▸ **Task set**:
1) In the passage on Marty Rathbun, where does Rathbun make his base?
2) Repeat the stretch of the Marty Rathbun passage from "Those who offered" through "a security guard.".
3) Pick up the Marty Rathbun passage after its final sentence and keep writing.

▸ **Document section**:
━━━━━━━━

Even as the Church of Scientology wants to use Rathbun as a credible source, there are dozens of Scientology pages on Marty that characterize him as a monster.  In this next Scientology attack on Rathbun we read that “Rathbun’s eyes glow with a psychotic gleam.”

Long before his stunning fall from grace and expulsion from the Church of Scientology, Marty Rathbun was a practitioner of violence.

It was violence he perpetrated furtively, in secret.

It was the violence of a coward.

And, as cowards do, Rathbun – when confronted by his violence – would tearfully confess.

Punching his victims, throwing them over tables, shaking them, slamming them into walls and filing cabinets and, then, gleefully bragging about his brutish, thuggish behavior, it all spilled out in Marty Rathbun’s own words.

Later, after he walked away from the Church for the third and last time, it became apparent that Rathbun would never see the folly of his own aberrant ways.

It was impossible – for that self-absorbed aggression so embraced by Rathbun had morphed into the destructive actions of a violent psychopath.

And, no matter how he disguised it, whether as the “good old boy” of South Texas, the self-proclaimed counseling Guru of the Gulf, or, even as a militia leader, Rathbun’s actions would soon conform to a highly-flammable mix of erratic, sudden, and, dangerous violence.

Modeled after religious cult militias which make their headquarters across the rural
Midwest and desert Southwest, Rathbun makes his base in Texas.

And, like the cult militia whose members the FBI arrested in Michigan in 2010, Rathbun fancies himself “born again” in his messianic zeal and rage against his former, established religion.

A look at one close-up photo is all anyone needs to discover that Rathbun’s eyes glow
with a psychotic gleam – one that is a perversion of anything considered religious.

And from his Texas base, Rathbun dispatches his programmed militia members throughout the country to commit acts of violence – the same drug-fueled violence that he, sources say, advocates in his so-called counseling sessions.

Indeed, even when that was his modus operandi when still in the Church as an external affairs officer. Rathbun would go out of his way to start a war, pick a fight, or find the next enemy.

No matter whether those enemies were imaginary, seen only by him.

Now bitter, in exile, he seeks revenge from those who gave him every chance to repent and reform.

Those who offered him comfort – and solace – over and over again.

Barely contained with pent-up resentment, sometimes he’s pushing, shoving and spitting – as his face lights up with incandescent rage.

Other times, his features contorted, Rathbun is slamming a car door on an investigative reporter, knocking him down with a packed suitcase, and, gouging welts on the face of a documentary filmmaker.

And – on other occasions – he’s drunk and trying to storm his way past a Bourbon Street bouncer, or, being cited for trespassing after butting into a security guard.

━━━━━━━━

▸ **Data section**:
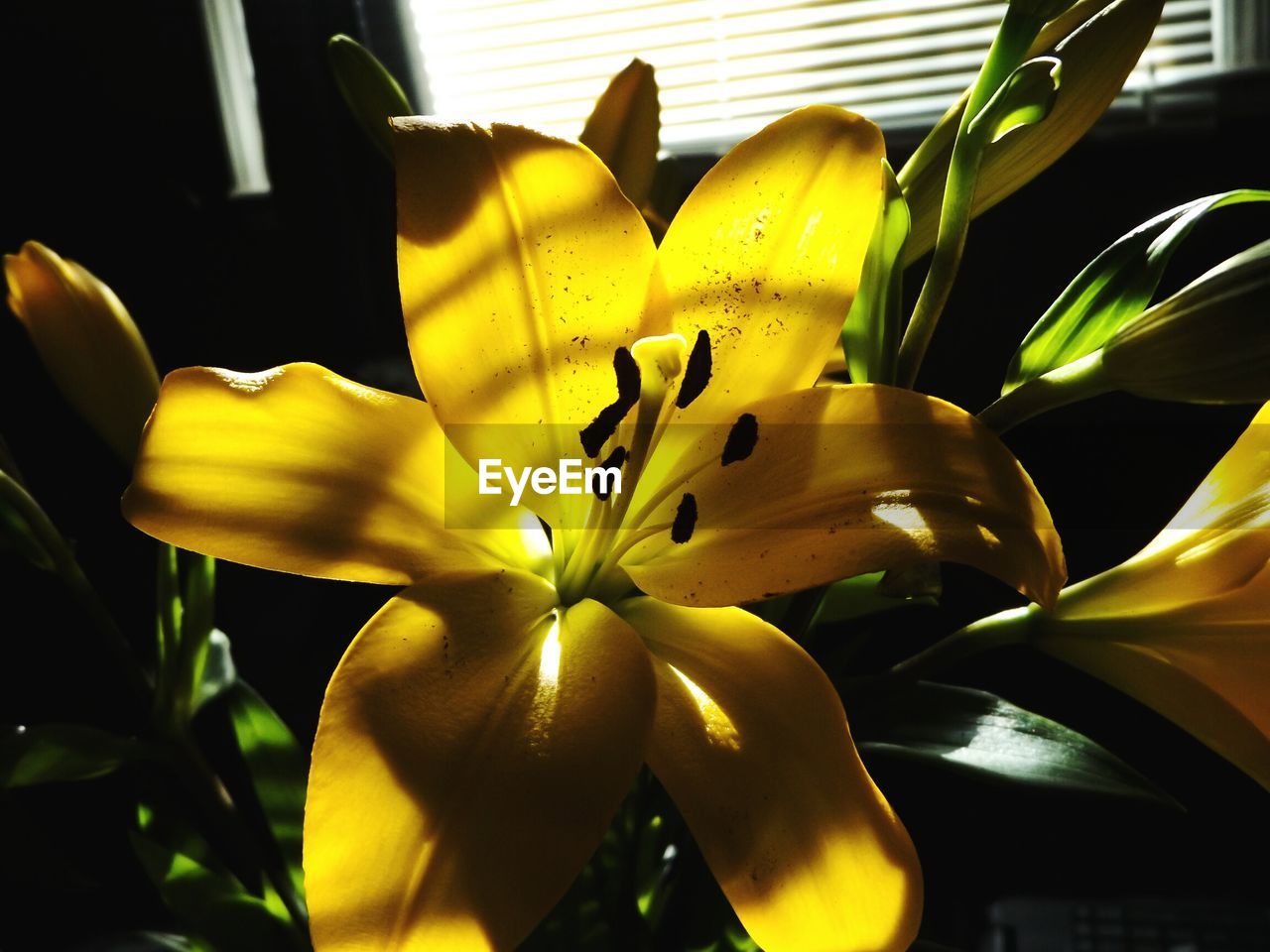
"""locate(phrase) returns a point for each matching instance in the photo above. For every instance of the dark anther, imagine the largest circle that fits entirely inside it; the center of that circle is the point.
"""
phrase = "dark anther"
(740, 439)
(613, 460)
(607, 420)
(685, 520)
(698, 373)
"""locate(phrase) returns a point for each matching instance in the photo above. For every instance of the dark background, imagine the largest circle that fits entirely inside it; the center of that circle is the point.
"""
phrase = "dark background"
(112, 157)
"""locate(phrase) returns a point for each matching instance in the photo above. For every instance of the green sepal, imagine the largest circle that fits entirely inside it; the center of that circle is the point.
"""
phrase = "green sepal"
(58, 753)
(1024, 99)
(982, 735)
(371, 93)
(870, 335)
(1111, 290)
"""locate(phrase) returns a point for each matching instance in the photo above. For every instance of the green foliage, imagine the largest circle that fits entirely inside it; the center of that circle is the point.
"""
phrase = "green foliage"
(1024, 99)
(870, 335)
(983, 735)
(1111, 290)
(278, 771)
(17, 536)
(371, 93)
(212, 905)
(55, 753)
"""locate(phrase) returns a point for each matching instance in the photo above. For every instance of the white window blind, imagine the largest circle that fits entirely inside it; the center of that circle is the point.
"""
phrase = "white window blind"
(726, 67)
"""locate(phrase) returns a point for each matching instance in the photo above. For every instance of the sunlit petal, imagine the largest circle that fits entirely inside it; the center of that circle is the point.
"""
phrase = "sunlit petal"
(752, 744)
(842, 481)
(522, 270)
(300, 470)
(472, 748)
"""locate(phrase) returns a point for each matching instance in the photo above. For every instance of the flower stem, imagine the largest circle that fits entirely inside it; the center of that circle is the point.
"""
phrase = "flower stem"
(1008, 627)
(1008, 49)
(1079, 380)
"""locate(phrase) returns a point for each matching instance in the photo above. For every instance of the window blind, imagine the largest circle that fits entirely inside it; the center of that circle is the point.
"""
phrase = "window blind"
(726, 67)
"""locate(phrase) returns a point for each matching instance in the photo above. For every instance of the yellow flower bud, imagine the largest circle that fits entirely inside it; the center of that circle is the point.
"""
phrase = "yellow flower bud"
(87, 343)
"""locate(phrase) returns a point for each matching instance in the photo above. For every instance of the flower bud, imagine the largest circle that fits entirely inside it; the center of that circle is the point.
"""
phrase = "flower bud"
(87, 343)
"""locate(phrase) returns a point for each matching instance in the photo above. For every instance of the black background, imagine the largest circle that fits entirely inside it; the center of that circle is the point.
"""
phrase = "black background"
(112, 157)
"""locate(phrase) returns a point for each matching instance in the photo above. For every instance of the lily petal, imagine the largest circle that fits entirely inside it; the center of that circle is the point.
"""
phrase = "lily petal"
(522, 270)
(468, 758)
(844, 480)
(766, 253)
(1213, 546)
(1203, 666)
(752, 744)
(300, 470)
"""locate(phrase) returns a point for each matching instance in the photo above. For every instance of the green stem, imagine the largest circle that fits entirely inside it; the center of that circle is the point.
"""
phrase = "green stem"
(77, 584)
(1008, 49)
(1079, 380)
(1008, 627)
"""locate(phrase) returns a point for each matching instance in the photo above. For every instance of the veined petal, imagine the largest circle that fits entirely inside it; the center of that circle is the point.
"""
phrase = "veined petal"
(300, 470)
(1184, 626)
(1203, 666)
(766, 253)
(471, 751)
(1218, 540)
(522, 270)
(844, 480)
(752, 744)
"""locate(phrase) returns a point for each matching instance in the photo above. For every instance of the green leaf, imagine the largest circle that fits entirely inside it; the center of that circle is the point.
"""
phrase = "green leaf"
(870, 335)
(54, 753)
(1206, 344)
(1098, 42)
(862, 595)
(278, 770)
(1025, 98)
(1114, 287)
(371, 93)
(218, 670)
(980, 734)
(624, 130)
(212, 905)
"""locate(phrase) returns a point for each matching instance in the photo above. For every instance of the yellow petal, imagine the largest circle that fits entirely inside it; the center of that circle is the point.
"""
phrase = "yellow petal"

━━━━━━━━

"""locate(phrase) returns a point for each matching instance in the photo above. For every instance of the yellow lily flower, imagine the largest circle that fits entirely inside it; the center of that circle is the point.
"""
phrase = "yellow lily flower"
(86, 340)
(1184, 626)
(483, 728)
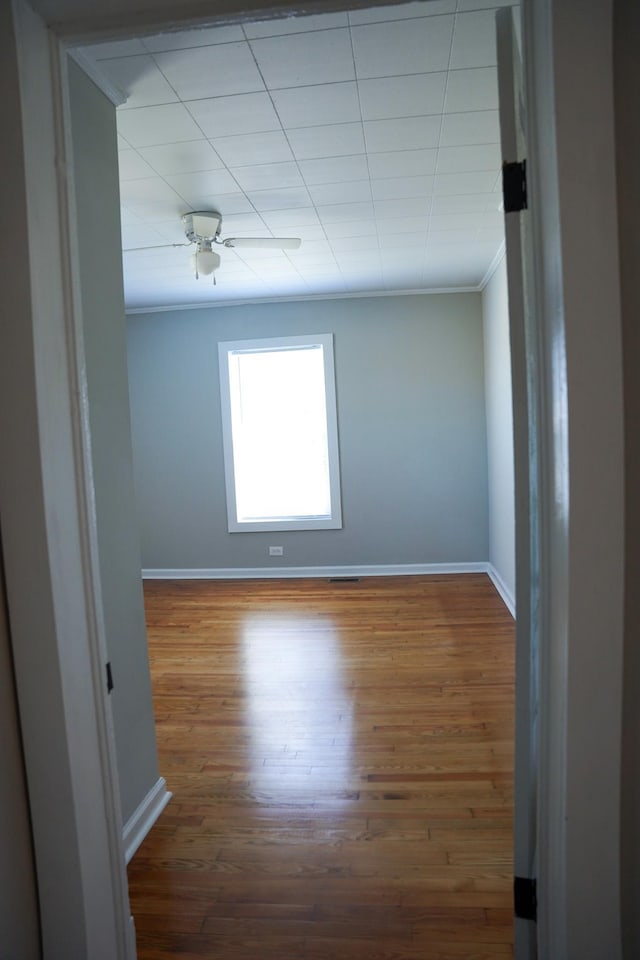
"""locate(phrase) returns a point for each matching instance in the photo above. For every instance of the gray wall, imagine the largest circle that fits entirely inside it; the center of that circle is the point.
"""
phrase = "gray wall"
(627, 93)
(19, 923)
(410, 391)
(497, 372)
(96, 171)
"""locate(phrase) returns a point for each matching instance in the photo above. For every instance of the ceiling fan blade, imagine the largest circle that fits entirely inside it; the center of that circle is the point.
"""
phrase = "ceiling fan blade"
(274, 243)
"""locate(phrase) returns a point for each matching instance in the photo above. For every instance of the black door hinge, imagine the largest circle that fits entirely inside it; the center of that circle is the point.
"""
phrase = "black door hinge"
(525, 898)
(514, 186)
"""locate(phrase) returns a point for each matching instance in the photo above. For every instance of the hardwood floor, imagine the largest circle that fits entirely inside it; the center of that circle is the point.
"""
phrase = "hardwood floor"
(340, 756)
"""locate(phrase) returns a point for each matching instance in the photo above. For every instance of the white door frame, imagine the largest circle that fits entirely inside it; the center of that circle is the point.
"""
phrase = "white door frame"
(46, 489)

━━━━━━━━

▸ **Answer list**:
1) Rathbun makes his base in Texas.

2)
Those who offered him comfort – and solace – over and over again.

Barely contained with pent-up resentment, sometimes he’s pushing, shoving and spitting – as his face lights up with incandescent rage.

Other times, his features contorted, Rathbun is slamming a car door on an investigative reporter, knocking him down with a packed suitcase, and, gouging welts on the face of a documentary filmmaker.

And – on other occasions – he’s drunk and trying to storm his way past a Bourbon Street bouncer, or, being cited for trespassing after butting into a security guard.

3)
To the practiced eye, to those who know Marty Rathbun, there is a pattern to his psychotic behavior. Just as there is a pattern to other religious militia cults whose members endorse violence while proclaiming themselves “soldiers” in pursuit of some unseen enemy.

“Rathbun is a classic bully and a coward,” says a source who knows him well. “He has a repeated history of being violent and he always blames it on the people he victimizes.”

The source explained how the rage boils up – and over – in Rathbun:

“You can see him slowly burn as he puffs up his chest and his eyes start to roll back in his head,” the source said. “When those eyes start to go, that’s when Rathbun goes physical.”

If Marty Rathbun is as insane and violent as the Church of Scientology says he is — and Scientology has a 27 year track record with this guy — then Rathbun cannot be believed about anything he says.

The Church of Scientology itself declares that Marty Rathbun is a conjurer of lies:

Marty.Hate.Page.2

In a true Scientology footbullet for the ages, the Church Scientology itself has given us ample reasons not to believe anything this “conjurer of lies” and “violent psychopath” Marty Rathbun says in his recent video series.

On a final note, Scientology tells us that Rathbun is a liar and a master of disaster:

The beginning of Marty Rathbun’s journey to nowhere began on that fateful day in 2004 when his pent-up resentments and rage finally boiled over.

Rathbun leapt on a motorcycle and roared off into the California darkness, deserting
his position and his friends and colleagues at the Church of Scientology.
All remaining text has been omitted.